- What you have to do -
Where the word "sample" shows up in the entries below, please copy the whole line.

- Data -

----

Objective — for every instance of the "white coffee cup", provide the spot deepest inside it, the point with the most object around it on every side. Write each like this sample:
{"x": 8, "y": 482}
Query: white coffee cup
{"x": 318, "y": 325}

----

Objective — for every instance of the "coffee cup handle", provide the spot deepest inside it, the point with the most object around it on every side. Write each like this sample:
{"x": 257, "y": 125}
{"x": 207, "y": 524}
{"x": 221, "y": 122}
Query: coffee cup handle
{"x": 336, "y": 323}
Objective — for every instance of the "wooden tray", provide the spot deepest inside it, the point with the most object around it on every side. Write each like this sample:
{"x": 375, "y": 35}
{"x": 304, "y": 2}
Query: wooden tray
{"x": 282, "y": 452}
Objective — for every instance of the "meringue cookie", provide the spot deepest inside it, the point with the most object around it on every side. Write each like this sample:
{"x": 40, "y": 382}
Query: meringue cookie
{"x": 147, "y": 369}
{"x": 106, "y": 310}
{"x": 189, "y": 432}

----

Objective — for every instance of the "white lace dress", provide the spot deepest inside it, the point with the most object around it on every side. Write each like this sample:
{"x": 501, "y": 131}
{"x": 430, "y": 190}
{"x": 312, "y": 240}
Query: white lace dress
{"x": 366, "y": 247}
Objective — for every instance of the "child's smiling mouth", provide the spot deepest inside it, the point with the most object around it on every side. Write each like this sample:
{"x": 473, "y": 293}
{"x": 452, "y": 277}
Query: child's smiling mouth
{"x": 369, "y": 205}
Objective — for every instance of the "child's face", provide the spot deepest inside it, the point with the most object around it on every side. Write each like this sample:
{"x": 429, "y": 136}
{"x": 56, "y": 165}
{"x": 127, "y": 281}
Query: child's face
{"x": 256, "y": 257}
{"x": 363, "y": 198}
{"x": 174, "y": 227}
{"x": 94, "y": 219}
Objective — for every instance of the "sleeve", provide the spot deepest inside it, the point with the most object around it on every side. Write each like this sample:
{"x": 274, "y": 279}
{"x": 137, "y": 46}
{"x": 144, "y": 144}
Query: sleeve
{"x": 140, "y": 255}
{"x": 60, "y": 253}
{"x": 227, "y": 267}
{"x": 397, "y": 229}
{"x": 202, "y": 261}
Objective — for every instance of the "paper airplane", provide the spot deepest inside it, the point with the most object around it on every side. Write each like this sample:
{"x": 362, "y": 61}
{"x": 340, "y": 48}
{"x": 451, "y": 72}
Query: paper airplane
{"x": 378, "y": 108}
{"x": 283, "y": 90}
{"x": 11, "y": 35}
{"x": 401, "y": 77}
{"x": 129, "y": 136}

----

- Result of this exercise -
Objective — for every instance of the "white coffee cup", provide the spot deepest inside it, the point with the most object around it on every side. Write each like this sample:
Objective — for every instance of the "coffee cup handle", provide the spot deepest inside it, the point with the most object around it on every side. Write each like this sample:
Objective — for every instance of the "wooden tray", provide the spot deepest inside it, the point with the most object around it on every side. Write each like this sample:
Objective — for every instance of the "meringue cookie", provide the spot deepest inside it, the point with the most object around it on every side. Write each like this sample:
Objective — for every instance of the "white lace dress", provide the spot deepest inside it, the point with the most object around it on every side. Write each like this sample:
Objective — for every instance of the "child's smiling mouth", provide the spot deepest inside it, the point with the most object around it on every side. Write each like this sample:
Objective — for every instance of the "child's face", provide the spot deepest inside it, the point with the most object around it on every side. Write each like this sample:
Objective — for every instance of the "sleeve", provide the spot deepest inside it, the point with the most object around it on every side. Write each like this sample:
Objective — for every instance of the "paper airplane", provide the spot deepest inside it, the point with the most object around it on every side. Write each like this sample:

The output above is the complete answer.